Items listed in a dataset
┄┄┄┄┄┄┄┄┄┄

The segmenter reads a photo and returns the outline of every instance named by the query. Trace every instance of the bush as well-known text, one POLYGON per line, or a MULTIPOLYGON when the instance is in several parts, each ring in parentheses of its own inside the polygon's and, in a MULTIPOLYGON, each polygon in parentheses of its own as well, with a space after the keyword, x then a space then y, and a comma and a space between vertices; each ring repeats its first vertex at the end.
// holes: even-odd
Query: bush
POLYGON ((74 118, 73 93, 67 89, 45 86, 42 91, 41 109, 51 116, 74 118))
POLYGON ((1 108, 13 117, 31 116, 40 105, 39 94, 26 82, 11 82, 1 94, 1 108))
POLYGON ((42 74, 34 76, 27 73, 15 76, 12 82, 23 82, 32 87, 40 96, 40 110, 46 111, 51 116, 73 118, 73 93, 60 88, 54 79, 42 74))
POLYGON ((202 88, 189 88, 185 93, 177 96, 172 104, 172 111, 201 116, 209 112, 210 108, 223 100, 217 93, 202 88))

┄┄┄┄┄┄┄┄┄┄

● **What is needed**
Copy out each record exactly as given, omitting none.

● **Your response**
The segmenter reads a photo and returns the outline of every instance named by the query. Trace every instance of the bush as well-known text, one POLYGON per line, or a MULTIPOLYGON when the instance is in several parts, each ring in parentheses of its own inside the polygon's and, in a MULTIPOLYGON, each polygon in parentheses of its own as well, with a space after the keyword, x then a space then y, and a comma and a space between vertices; each ring repeats its first vertex at the end.
// holes: even-odd
Query: bush
POLYGON ((74 118, 73 93, 67 89, 45 86, 42 91, 41 109, 51 116, 74 118))
POLYGON ((1 108, 13 117, 31 116, 40 105, 39 94, 26 82, 11 82, 1 94, 1 108))
POLYGON ((42 74, 34 76, 27 73, 15 76, 12 82, 23 82, 32 87, 40 96, 40 110, 46 111, 51 116, 73 118, 73 93, 60 88, 54 79, 42 74))
POLYGON ((202 88, 189 88, 185 93, 177 96, 172 104, 172 111, 201 116, 209 112, 210 108, 223 100, 217 93, 202 88))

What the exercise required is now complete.